■ **TASK DESCRIPTION**
Copy every line below word for word, with each number and line break unchanged.

■ **PROVIDED ENTRIES**
* * * *
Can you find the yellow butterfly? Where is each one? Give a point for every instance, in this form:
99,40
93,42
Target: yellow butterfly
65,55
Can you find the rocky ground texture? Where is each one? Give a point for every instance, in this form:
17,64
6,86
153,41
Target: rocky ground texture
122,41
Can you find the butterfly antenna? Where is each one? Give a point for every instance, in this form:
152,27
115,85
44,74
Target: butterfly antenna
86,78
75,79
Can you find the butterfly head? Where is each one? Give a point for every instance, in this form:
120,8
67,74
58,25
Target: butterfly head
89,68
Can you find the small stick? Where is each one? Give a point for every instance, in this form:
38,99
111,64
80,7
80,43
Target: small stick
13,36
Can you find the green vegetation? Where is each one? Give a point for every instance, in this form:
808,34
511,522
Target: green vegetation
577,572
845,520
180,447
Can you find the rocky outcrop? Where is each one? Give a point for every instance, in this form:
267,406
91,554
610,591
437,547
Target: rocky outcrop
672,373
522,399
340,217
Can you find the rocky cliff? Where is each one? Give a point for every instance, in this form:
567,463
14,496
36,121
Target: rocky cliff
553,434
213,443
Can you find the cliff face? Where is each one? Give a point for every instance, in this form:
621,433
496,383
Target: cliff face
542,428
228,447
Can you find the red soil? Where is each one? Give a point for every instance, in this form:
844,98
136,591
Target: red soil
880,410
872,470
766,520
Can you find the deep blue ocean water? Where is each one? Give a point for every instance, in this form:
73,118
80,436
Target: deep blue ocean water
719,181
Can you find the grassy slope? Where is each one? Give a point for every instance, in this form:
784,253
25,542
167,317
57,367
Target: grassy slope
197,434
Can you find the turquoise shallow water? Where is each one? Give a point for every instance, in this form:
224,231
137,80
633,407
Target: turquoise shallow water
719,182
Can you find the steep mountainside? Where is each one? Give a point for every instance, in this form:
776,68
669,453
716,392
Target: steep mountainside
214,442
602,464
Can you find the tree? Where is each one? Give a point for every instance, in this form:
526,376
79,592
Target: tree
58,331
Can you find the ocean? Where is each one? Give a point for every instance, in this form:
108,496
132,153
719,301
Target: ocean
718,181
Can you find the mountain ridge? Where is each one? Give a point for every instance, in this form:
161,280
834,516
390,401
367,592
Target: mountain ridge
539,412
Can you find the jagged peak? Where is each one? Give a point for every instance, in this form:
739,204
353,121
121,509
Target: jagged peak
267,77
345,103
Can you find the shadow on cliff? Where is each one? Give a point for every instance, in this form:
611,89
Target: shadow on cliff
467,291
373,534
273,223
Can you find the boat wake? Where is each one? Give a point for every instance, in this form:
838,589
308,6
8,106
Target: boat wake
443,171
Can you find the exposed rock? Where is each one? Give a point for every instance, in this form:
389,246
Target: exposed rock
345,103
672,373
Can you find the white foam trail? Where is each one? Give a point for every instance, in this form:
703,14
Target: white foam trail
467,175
* * * *
■ **WRITTEN RESPONSE**
Can you find the yellow butterfly? Where is each one? Give a point for every instance, in this form:
99,40
93,42
Target: yellow butterfly
65,55
Can you find the rocky ground texture? Where is each one? Give a point for every instance, in this form:
17,64
6,86
153,41
Target: rocky ground texture
122,41
Can you find the butterfly antenna? Where is each one? Give a point for every instance, in this form:
152,27
115,85
44,74
Target: butterfly antenna
86,78
75,79
Can you find the butterfly head? Where is each one? Give a point for every instance, in this form:
120,8
67,74
58,25
Target: butterfly head
89,68
Can you find the small stick? Where is each one? Give a point for every instance, in this form:
38,99
111,64
80,7
80,43
Target: small stick
13,36
Can you find the green vegetation? Where is each one? Give a point for every instance, in this form:
808,34
511,522
Target: green vegetation
577,572
845,520
180,447
Can you find the rocky outcrop? Where is each one? Give a point for every instance, in this form:
267,406
91,554
610,591
437,547
Target: rocky outcrop
672,373
522,399
340,217
Can you find the rocky cliff? Where is each one? Give a point for every instance, in this form:
567,463
14,496
36,121
Target: rocky cliff
553,434
213,443
Can you find the cliff face? Where is each one? Give a point for every instance, in this form:
621,433
496,383
Target: cliff face
542,428
228,447
Can you find the red soil? Where is each one? Give a point for every instance, in this form:
844,98
136,591
Target: red soil
880,410
872,470
766,520
Can you find the deep blue ocean water? Where is each one? Give a point for every instance, in this form:
73,118
80,436
Target: deep blue ocean water
719,181
Can you find the grassy slope? Where is each one? Give a point for every instance, in this form:
784,253
25,542
167,317
57,367
Target: grassy slope
197,434
Can you find the turquoise shallow water? Where is each one? Give a point for every instance, in this form:
224,231
137,80
633,407
Target: turquoise shallow water
719,182
Can you find the steep mountainside? Where is each one? Give a point for every instance, in this form:
776,68
669,453
716,392
Target: steep mountainside
214,442
602,464
Can you find the tree? Where is each one? Give a point for every instance, in this form:
526,376
79,592
Target: tree
58,331
Can you find the ocean? Where is each one? Give a point for every instance, in this form:
108,496
132,153
719,301
Target: ocean
718,181
Can you find the mountain ridge? Where is each one? Give a point for every instance, in this form:
161,280
834,516
390,401
367,592
Target: mountain ridge
539,412
Can you find the jagged peak? Where is each one? Give a point for every instance, in this form:
739,204
353,121
121,509
Target: jagged peak
267,77
345,103
Can you find the shadow on cliff? Where is each one? Give a point for every instance, in this form:
611,89
Target: shadow on cliff
467,291
373,534
273,223
Can you find the boat wake? Where is each one? Give a point for every instance, in this form:
838,589
308,6
8,106
Target: boat wake
443,171
Can you find the exposed rock? Where is each one? Give a point for every instance, in this form:
389,246
Target: exposed rock
345,103
672,373
Can you find the white foam trail? Where is each one? Give a point for every instance, in this form:
703,14
Target: white foam trail
467,175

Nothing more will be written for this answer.